Reproduce word for word the stretch of the perception tests passage from "Eventually, of course, players" through "back and forth.".

GIVEN PASSAGE:
•••••

Due to their ubiquity, and the multiple types of information conveyed through them, I personally don’t think there’s a “one true way” technique for handling passive perception tests. Partly because everything is a trade-off. Partly because the “one true way” is what allows the players to reliably reverse engineer from the information they have to the problematic metagame knowledge we’re trying to avoid. What I have instead is a cluster of techniques that I’ve found work well when you use them collectively – but not necessarily simultaneously – over the long-term. The techniques sort of weave together to form a tapestry that’s greater than the sum of its parts.

EXTRANEOUS TESTS: First, obfuscate the meaningful perception tests by calling for perception tests regardless of whether or not there’s anything interesting to be spotted.

Although these tests are, in some sense, “meaningless,” that doesn’t mean that they can’t be used for effect. The most obvious such effect, of course, is paranoia: “But I rolled a 28! What do you mean I don’t see anything?!” So call for these checks when things get a little spooky and it feels as if the PCs should be on edge. You’re performing a kind of judo here, turning the metagame knowledge on its head and using it to good effect.

Eventually, of course, players will figure out that you’re frequently “crying wolf” with these checks. At that point you can go for second order effects, using the checks to create false complacency: “I rolled a 28 and got nothing? Eh. GM must have been bluffing us.” And then the ninjas stab them.

If you pull that off a couple of times, the paranoia will start rolling back in. As a basic technique, you can get pretty far just riding this oscillation back and forth.

What Not to Do: I’ve seen some GMs who attempt to simply integrate passive perception tests into a regular routine. For example, they might have the group roll a perception test every time they enter a new room in the dungeon. My experience is that, compared to integrating extraneous checks for effect, this doesn’t work very well: Perception tests do chew up time and they do pull people out of the game world to some extent so that they can fidget with their dice. Furthermore, when they’re made routine, they’re often inserted habitually at the point where the PCs are encountering something new… which is the exact point where you want to maximize player engagement, not disengage for a mechanical interaction. (This is the same reason that I roll initiative checks at the end of combat.) If you want to pursue a “perception as regular routine” approach, I recommend embracing a very liberal let it ride technique to minimize the frequency of these checks. (Although, unfortunately, this will begin to reintroduce metagame knowledge issues, with the group getting an uncanny sense of how aware they’re going to be for a particular delve or run.)

REFOCUSING THE TABLE: As I mentioned in The Art of Rulings, extraneous perception tests are also the single most effective way to refocus the table’s attention on the game world when metagame distractions and chitchat have derailed the players. (You’d think that just saying, “Okay, let’s focus,” would be equally effective, but I’ve found that it isn’t. If you ask people to focus, they start up a sort of general “focusing process” that often includes apologizing, further dithering, and otherwise not focusing. Ask them to do something specific and concrete, on the other hand, and they become immediately focused.)

Of course, sometimes you can refocus the table by calling for a perception test to notice the incoming bad guys heading their way. So sometimes the meaningless “let’s refocus, guys!” test will, in fact, turn out to be quite meaningful.

•••••

MATERIAL SHOWN:
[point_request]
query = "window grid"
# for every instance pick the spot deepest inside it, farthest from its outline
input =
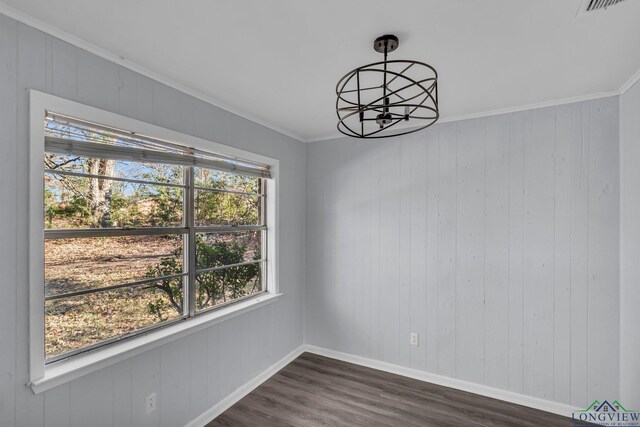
(188, 231)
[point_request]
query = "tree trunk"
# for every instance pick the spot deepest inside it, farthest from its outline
(100, 190)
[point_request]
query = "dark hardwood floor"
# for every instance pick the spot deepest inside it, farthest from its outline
(318, 391)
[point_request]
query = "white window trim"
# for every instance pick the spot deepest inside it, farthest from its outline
(44, 377)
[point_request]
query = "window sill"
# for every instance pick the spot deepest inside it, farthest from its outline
(75, 367)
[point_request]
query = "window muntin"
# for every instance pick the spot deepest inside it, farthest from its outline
(109, 278)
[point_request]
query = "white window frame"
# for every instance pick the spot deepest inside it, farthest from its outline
(45, 376)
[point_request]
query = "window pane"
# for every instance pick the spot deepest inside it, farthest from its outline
(220, 286)
(78, 322)
(226, 181)
(214, 208)
(77, 264)
(168, 174)
(219, 249)
(79, 202)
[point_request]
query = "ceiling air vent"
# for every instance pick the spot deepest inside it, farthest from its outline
(601, 4)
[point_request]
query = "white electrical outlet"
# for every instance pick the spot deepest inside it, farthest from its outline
(150, 403)
(413, 338)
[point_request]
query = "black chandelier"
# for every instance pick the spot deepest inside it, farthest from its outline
(374, 98)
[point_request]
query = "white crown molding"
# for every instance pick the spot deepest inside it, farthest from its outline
(133, 66)
(629, 83)
(110, 56)
(490, 113)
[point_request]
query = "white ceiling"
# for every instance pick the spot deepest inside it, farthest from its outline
(278, 61)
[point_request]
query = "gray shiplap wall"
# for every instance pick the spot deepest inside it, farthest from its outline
(630, 249)
(191, 374)
(495, 239)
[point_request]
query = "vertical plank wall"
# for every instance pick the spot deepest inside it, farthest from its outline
(495, 239)
(192, 374)
(630, 248)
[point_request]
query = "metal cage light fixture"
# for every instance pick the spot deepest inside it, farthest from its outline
(375, 98)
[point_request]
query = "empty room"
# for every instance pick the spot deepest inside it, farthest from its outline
(319, 213)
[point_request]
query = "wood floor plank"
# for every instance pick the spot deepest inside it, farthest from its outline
(318, 391)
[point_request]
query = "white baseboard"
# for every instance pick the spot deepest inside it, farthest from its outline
(483, 390)
(245, 389)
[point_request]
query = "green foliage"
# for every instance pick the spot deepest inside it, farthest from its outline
(212, 287)
(171, 288)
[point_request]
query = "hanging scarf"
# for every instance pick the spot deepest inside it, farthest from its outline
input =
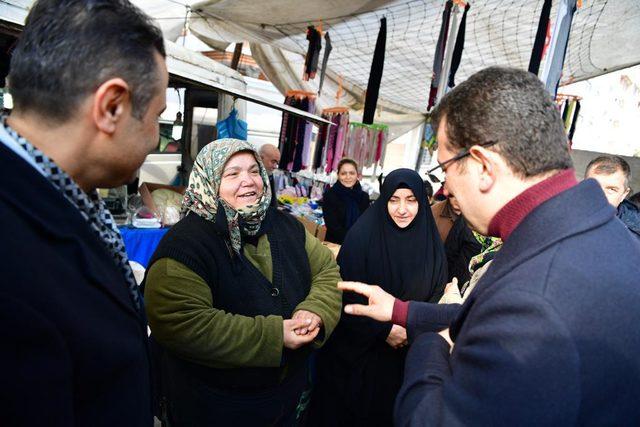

•••••

FULL SOLUTION:
Eventually, of course, players will figure out that you’re frequently “crying wolf” with these checks. At that point you can go for second order effects, using the checks to create false complacency: “I rolled a 28 and got nothing? Eh. GM must have been bluffing us.” And then the ninjas stab them.

If you pull that off a couple of times, the paranoia will start rolling back in. As a basic technique, you can get pretty far just riding this oscillation back and forth.